#### Fragmento del documento:

Criado entre música clásica y las reproducciones que hacía su abuela, copista del Museo del Prado, Juan Manuel Lezcano se ha convertido en un pintor consolidado con más de cuarenta exposiciones a sus espaldas. Con palabras de poeta y el pequeño toque bohemio que conserva todo artista, habla del arte pictórico como algo íntimo y personal a través de la que explora lo inexplorable. Con su Pontevedra natal y el Ourense adoptivo en mente y corazón sigue expresándose a través de la pintura.

-A pesar del amor que siente por la pintura, ¿se pelea mucho con ella?

-¡Todos los días! Es una dialéctica diaria en la que surgen enfrentamientos constantes. Nos enfrentamos con frecuencia.

-¿Cuáles son los rasgos básicos de un buen artista?

-Es difícil de explicar. Creo que principalmente debe ser sensible, valiente y conocer el mundo que lo rodea, lo pasado y lo presente, para no pensar que está “inventando la pólvora” cuando ya está inventada.

-¿La inspiración hay que buscarla?

-Yo encuentro la emoción en mi entorno, que en este momento es Ourense. Hay cosas que marcan tu historia y te influyen a la hora de pintar. Yo llevo dentro de mí los colores de la ría de Pontevedra en otoño, cuando el sol empieza a decaer. Con todo la inspiración viene después de un trabajo, cuando estás en tu taller con los materiales. Aunque sea un tópico, la inspiración viene, pero que te coja trabajando.

-¿Cómo recuerda sus comienzos?

-Los primeros lienzos y pinceles los compré ya aquí en Ourense, aunque yo llegué a la ciudad como sociólogo. Al principio era un juego, pero poco a poco me fui sumergiendo. Durante los primeros años pintaba con más o menos intensidad por etapas. Las más intensas eran las de los veranos cuando volvía a Pontevedra, con la luz de la ría. Con los años me fui dedicando más a este mundo, comencé a pintar más cosas, entrar ya de pleno en en la pintura.

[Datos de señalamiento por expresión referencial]
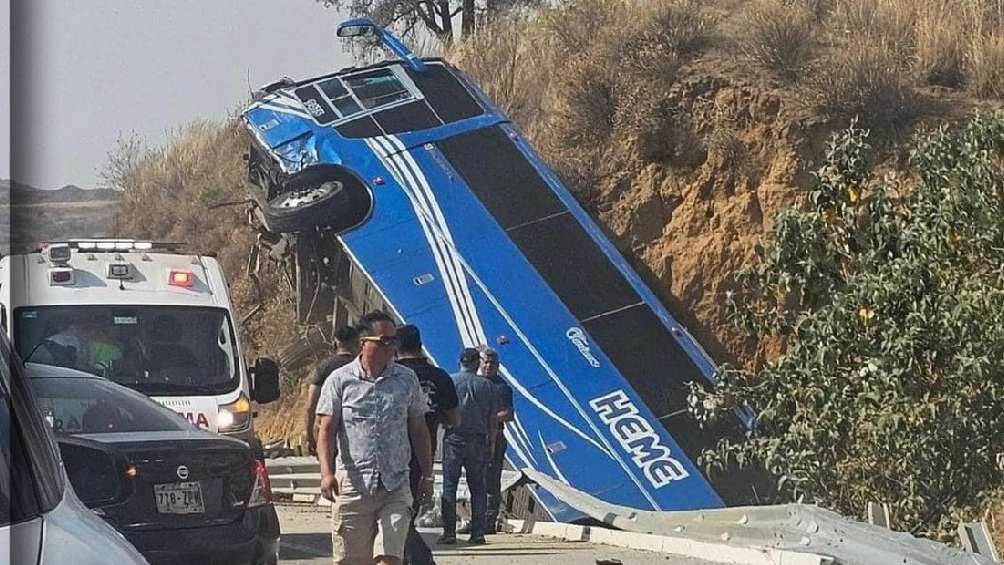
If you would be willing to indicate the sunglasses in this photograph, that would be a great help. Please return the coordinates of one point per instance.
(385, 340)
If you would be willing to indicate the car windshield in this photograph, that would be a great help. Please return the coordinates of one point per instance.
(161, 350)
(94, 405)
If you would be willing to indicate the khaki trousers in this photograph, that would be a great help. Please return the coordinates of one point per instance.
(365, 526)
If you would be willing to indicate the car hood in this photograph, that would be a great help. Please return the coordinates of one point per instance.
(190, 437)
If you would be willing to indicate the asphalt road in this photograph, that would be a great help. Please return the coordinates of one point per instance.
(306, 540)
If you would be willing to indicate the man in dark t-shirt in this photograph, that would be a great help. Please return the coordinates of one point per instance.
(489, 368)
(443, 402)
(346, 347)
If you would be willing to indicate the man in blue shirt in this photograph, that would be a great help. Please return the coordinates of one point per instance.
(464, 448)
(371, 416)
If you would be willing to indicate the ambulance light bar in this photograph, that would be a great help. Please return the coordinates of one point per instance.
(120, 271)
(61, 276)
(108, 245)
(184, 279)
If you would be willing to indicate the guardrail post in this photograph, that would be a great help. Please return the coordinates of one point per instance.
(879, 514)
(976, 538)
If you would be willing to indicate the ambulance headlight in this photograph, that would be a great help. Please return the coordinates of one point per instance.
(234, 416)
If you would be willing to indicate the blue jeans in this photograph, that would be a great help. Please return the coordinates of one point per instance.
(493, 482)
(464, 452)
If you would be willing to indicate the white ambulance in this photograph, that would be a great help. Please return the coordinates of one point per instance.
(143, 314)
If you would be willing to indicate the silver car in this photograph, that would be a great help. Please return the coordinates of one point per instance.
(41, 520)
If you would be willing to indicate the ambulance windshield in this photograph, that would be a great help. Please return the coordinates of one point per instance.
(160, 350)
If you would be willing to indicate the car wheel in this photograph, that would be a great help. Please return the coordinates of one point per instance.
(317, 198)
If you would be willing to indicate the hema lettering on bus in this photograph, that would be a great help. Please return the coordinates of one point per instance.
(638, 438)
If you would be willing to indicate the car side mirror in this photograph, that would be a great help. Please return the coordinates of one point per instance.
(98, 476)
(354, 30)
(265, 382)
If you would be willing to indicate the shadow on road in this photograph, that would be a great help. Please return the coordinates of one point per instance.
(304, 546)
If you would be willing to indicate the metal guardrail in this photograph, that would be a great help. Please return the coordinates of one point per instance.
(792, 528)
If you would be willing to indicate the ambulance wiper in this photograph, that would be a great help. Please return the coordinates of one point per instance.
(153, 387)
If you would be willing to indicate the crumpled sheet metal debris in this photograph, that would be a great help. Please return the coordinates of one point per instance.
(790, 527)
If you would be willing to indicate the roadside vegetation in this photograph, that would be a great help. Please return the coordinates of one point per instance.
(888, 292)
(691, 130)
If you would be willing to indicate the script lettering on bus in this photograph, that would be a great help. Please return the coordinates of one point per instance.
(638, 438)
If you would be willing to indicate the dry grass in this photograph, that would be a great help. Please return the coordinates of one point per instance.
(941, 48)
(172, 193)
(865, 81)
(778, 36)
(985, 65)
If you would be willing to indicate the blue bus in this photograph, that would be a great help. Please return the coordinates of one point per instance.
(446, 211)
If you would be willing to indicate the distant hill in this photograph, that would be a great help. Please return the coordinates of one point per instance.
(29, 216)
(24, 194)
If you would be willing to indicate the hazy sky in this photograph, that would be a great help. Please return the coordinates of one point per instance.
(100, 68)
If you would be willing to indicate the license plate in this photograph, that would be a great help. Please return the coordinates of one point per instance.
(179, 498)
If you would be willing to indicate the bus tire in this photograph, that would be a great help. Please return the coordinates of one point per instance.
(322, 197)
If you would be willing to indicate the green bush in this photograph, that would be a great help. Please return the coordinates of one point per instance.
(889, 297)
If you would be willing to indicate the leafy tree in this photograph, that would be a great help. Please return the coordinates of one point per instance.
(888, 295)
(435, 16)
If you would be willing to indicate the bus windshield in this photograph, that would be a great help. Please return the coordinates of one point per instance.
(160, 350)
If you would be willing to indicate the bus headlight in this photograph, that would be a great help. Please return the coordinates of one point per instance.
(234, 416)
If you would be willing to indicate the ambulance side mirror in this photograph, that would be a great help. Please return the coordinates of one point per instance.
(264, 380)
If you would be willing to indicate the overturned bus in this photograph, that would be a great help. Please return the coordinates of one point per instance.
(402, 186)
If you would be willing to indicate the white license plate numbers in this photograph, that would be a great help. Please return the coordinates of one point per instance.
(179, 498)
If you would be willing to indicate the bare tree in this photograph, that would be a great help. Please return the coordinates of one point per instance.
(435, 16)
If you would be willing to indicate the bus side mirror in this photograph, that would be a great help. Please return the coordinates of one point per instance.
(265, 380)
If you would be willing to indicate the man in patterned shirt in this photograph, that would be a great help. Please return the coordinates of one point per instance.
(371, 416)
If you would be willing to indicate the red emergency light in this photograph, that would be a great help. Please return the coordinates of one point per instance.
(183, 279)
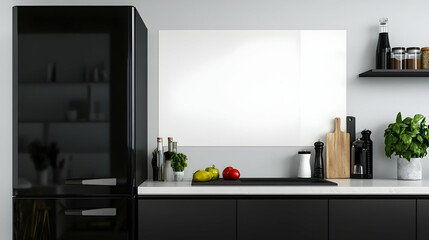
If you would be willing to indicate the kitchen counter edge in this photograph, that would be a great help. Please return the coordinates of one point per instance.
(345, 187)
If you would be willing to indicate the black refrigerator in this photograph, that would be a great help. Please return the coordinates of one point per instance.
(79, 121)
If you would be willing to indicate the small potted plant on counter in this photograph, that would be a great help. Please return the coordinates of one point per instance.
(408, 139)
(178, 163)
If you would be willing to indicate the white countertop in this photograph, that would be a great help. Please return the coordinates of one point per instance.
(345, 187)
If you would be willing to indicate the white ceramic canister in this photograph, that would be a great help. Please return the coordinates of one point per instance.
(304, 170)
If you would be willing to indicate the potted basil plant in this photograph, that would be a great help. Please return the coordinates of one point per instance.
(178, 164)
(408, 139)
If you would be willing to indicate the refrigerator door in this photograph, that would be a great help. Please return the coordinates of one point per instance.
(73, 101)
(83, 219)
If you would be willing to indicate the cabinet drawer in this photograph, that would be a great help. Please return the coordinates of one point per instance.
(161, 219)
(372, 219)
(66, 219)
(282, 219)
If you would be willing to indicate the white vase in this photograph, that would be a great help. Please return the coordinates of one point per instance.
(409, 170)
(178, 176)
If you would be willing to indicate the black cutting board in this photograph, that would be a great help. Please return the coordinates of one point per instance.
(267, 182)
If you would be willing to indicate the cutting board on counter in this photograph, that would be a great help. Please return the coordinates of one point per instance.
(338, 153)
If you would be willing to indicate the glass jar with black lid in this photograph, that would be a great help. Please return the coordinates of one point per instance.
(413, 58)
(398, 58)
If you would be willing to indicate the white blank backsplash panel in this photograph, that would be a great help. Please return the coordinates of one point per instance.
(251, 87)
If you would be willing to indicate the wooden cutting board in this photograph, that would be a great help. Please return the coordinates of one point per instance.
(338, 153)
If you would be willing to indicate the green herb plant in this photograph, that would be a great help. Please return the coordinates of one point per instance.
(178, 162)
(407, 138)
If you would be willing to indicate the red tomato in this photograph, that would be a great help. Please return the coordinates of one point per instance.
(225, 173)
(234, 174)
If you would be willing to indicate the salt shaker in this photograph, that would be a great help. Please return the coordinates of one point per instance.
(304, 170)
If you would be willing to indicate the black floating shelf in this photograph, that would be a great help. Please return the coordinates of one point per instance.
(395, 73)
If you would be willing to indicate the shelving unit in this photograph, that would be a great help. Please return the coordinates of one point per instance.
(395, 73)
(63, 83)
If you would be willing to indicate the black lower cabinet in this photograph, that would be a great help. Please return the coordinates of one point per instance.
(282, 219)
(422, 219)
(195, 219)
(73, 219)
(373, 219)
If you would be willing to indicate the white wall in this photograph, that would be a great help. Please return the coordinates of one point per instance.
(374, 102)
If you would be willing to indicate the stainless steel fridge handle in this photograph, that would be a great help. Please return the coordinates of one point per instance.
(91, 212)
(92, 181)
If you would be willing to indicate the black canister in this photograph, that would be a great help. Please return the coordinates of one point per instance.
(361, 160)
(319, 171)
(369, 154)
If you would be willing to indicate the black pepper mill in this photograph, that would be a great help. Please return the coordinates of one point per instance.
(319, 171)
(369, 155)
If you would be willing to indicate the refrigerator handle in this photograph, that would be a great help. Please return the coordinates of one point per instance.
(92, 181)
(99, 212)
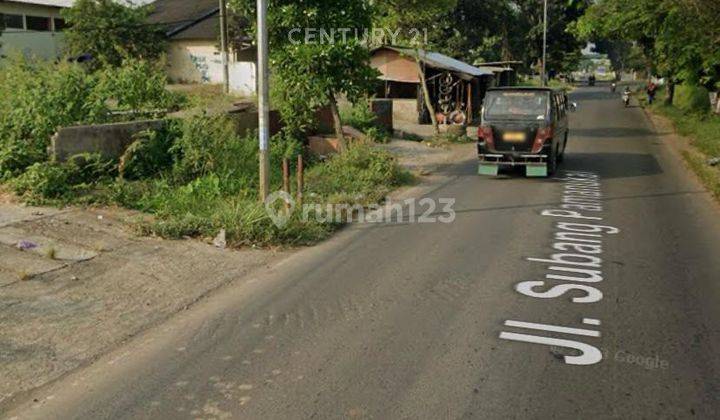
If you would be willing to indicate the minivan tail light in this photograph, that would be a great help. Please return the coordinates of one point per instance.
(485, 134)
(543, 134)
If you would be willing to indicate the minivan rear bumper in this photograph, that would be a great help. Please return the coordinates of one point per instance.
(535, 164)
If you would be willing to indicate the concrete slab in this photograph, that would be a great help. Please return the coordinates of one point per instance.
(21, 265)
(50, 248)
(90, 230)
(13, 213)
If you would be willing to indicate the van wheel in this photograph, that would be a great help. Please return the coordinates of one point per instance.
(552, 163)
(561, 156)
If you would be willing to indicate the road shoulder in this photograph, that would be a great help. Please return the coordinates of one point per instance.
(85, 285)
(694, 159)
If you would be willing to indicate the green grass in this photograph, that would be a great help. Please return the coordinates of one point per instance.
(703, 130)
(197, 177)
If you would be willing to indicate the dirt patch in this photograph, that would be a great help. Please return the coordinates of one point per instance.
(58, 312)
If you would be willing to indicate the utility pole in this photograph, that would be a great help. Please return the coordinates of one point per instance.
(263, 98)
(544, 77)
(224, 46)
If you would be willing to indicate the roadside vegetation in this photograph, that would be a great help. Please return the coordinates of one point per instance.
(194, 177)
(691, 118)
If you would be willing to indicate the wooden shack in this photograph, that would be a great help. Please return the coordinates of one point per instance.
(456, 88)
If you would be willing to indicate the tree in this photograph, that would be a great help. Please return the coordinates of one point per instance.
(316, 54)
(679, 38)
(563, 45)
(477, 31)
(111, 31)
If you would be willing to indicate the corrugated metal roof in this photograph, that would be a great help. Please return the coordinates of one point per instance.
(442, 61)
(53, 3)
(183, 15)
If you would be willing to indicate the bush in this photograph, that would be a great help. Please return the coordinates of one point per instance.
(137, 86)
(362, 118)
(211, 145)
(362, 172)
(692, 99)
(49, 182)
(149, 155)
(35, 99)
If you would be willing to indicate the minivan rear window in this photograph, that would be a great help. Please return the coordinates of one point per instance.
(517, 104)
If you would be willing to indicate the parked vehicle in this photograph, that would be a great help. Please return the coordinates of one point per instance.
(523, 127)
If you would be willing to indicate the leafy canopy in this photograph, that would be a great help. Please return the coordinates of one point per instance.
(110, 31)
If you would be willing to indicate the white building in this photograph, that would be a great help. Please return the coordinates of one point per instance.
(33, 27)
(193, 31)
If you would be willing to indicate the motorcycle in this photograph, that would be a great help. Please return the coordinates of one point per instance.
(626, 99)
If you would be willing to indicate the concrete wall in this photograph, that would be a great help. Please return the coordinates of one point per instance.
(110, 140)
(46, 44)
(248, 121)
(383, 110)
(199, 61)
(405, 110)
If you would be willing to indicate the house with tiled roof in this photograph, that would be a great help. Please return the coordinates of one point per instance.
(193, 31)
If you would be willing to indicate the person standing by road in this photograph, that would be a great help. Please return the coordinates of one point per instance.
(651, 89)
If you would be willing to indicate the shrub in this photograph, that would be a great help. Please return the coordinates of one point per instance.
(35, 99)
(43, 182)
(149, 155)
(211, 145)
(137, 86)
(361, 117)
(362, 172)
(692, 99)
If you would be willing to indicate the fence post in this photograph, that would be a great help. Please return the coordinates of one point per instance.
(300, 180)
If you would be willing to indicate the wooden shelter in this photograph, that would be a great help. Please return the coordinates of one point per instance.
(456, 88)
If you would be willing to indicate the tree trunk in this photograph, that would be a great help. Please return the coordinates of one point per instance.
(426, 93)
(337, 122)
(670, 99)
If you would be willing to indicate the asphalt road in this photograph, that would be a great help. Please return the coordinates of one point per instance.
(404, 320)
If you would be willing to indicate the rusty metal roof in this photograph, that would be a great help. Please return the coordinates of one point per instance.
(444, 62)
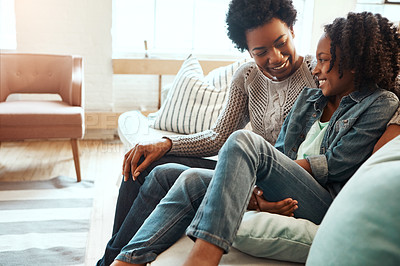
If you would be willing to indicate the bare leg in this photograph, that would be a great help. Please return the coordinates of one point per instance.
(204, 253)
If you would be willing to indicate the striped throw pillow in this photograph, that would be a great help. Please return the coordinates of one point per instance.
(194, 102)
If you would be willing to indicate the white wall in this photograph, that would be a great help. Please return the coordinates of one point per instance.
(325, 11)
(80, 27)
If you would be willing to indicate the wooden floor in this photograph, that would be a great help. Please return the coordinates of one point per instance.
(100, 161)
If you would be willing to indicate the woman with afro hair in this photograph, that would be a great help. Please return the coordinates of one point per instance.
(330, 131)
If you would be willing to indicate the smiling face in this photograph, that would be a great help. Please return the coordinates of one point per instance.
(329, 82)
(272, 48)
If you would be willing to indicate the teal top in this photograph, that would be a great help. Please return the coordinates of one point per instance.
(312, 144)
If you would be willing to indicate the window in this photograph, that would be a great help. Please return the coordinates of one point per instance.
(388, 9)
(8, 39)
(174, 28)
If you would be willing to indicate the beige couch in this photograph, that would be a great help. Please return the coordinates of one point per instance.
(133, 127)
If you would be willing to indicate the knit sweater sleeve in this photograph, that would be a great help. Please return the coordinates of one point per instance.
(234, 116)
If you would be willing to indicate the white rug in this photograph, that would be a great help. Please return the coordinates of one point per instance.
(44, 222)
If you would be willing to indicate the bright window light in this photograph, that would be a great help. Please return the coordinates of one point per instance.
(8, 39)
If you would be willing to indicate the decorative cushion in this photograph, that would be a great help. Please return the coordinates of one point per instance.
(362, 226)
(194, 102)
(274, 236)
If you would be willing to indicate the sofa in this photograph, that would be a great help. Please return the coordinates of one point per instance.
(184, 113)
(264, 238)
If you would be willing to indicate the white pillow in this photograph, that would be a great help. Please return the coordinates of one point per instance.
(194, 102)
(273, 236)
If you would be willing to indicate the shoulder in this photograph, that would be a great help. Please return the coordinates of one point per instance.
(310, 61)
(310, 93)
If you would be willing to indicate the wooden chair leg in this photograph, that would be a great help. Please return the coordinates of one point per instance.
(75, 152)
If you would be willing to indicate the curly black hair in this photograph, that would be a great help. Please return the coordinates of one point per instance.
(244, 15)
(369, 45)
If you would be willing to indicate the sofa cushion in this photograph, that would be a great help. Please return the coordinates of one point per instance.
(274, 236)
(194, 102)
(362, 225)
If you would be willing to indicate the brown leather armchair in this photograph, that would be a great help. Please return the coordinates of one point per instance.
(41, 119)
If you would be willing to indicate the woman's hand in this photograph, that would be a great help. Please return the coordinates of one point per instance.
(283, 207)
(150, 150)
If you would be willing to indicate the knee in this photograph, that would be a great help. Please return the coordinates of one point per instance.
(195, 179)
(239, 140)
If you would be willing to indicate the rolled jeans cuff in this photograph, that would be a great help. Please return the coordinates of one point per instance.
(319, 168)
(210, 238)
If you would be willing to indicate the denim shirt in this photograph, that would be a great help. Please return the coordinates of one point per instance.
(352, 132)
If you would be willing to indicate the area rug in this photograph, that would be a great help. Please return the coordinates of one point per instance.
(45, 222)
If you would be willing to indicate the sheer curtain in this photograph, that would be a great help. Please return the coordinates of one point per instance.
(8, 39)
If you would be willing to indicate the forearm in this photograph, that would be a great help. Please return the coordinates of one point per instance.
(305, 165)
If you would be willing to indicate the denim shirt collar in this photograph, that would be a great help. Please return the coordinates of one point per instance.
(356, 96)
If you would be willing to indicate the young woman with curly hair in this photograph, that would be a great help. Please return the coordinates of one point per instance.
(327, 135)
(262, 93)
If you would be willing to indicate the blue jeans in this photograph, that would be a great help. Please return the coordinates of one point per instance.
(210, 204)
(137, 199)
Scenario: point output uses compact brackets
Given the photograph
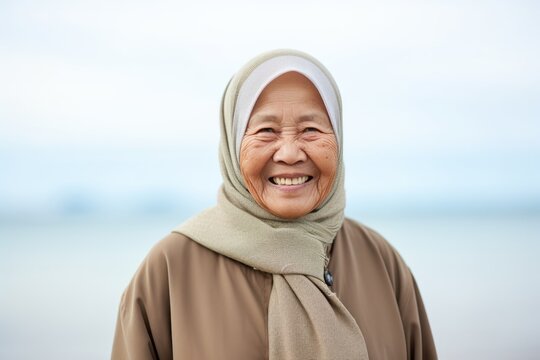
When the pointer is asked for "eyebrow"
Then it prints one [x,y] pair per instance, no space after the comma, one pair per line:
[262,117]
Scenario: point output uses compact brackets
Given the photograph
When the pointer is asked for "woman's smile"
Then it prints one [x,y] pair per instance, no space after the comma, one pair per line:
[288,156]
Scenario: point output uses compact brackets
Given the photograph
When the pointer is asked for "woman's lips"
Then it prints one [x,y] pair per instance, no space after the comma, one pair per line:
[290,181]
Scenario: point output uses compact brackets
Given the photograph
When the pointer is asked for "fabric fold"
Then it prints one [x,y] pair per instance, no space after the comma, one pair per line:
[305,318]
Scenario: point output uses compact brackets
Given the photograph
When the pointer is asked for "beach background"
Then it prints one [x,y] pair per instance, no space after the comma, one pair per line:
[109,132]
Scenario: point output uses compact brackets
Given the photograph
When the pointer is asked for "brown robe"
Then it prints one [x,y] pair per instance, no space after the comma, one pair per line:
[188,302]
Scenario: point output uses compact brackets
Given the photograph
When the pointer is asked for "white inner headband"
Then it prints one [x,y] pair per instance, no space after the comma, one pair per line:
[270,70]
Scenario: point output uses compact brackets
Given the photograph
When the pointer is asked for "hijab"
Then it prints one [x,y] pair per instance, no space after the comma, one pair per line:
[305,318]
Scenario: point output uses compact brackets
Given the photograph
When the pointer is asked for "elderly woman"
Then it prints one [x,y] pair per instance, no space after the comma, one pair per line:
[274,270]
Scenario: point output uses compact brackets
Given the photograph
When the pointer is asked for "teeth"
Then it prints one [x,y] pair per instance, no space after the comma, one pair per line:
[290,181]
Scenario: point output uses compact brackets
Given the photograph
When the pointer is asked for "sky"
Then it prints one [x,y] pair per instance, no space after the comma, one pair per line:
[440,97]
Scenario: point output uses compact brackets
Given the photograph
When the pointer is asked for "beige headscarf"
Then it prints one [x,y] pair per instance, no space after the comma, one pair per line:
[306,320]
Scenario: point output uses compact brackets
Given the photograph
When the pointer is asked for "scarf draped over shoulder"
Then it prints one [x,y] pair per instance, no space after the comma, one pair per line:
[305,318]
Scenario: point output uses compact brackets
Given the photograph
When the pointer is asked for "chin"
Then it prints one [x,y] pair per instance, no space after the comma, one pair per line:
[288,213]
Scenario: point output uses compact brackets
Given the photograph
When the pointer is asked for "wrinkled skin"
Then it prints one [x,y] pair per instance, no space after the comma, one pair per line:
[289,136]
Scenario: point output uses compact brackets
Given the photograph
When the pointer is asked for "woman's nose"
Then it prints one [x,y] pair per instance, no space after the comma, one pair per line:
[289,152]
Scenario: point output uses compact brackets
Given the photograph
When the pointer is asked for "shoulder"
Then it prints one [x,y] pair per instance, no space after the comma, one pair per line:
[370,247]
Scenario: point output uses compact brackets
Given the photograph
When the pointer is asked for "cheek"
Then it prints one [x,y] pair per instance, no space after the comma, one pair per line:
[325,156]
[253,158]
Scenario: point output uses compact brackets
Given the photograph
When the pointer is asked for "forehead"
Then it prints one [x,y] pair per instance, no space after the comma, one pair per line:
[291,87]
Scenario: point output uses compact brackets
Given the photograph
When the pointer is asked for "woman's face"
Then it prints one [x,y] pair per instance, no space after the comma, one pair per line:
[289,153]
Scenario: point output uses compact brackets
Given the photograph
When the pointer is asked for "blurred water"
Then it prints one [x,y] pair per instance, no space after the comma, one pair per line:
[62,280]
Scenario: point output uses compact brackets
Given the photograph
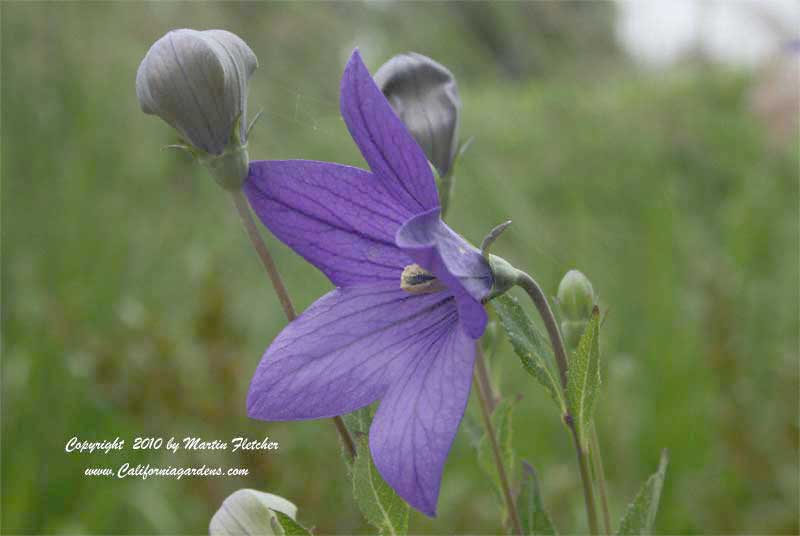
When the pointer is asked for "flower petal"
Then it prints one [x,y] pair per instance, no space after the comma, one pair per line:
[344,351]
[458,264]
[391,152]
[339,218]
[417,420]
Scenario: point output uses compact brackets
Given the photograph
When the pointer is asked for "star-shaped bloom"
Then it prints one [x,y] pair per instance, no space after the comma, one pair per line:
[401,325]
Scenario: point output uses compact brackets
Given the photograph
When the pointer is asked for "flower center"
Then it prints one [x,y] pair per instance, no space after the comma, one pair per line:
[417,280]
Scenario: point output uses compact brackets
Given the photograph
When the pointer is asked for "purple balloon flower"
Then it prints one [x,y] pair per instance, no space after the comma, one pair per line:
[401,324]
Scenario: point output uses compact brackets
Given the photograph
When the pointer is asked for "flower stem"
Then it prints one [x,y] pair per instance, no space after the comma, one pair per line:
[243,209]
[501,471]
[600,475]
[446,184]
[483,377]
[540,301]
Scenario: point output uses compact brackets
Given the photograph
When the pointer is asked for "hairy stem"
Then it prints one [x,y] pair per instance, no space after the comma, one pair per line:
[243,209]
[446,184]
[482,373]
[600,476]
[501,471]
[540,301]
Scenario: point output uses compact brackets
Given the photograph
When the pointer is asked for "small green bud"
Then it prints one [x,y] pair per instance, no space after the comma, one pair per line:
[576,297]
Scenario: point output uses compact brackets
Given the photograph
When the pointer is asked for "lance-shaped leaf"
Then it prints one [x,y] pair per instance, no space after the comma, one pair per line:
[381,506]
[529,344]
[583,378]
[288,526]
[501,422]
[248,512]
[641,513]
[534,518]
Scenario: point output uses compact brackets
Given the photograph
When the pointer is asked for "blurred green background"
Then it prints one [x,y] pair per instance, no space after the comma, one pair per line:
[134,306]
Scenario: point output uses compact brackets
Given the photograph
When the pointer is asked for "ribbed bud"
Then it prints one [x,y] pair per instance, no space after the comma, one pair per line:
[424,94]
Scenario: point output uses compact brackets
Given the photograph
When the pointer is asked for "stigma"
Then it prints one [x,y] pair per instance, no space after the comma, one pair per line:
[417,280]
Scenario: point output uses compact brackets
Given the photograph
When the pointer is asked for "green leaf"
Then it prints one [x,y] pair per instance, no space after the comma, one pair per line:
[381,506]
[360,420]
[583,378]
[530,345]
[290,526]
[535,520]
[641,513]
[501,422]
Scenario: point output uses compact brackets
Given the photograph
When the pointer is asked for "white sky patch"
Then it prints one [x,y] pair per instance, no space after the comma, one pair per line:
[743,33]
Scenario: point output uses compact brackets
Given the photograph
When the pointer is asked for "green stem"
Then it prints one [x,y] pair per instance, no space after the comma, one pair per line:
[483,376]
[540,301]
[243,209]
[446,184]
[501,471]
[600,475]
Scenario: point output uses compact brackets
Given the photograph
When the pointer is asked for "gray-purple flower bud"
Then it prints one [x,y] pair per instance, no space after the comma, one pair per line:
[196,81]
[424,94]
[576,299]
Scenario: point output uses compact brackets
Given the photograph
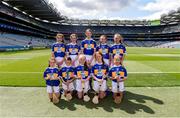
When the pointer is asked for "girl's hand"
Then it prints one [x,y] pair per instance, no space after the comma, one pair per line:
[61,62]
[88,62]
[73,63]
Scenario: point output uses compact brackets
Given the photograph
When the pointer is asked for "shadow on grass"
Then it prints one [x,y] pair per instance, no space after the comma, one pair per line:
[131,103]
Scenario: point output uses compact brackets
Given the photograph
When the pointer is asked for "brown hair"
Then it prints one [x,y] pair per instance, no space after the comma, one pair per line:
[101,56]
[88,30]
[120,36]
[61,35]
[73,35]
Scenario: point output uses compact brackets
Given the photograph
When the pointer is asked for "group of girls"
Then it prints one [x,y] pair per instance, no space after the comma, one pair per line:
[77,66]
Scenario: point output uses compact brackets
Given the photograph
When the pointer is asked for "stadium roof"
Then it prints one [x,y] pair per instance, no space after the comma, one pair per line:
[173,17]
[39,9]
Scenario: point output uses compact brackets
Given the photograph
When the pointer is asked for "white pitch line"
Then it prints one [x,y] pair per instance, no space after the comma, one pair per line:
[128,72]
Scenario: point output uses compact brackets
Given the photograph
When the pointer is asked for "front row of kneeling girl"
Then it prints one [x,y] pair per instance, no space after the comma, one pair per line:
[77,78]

#### Tarea asignada:
Actualiza el pasaje de la entrevista que comienza en las palabras "-¿Cuáles son los" y termina después de "recuerda sus comienzos?". Al hacerlo, sustituye "otoño" por "invierno". Los ítems no cumplen ninguna función en este ejercicio.

#### Resultado del ejercicio:
-¿Cuáles son los rasgos básicos de un buen artista?

-Es difícil de explicar. Creo que principalmente debe ser sensible, valiente y conocer el mundo que lo rodea, lo pasado y lo presente, para no pensar que está “inventando la pólvora” cuando ya está inventada.

-¿La inspiración hay que buscarla?

-Yo encuentro la emoción en mi entorno, que en este momento es Ourense. Hay cosas que marcan tu historia y te influyen a la hora de pintar. Yo llevo dentro de mí los colores de la ría de Pontevedra en invierno, cuando el sol empieza a decaer. Con todo la inspiración viene después de un trabajo, cuando estás en tu taller con los materiales. Aunque sea un tópico, la inspiración viene, pero que te coja trabajando.

-¿Cómo recuerda sus comienzos?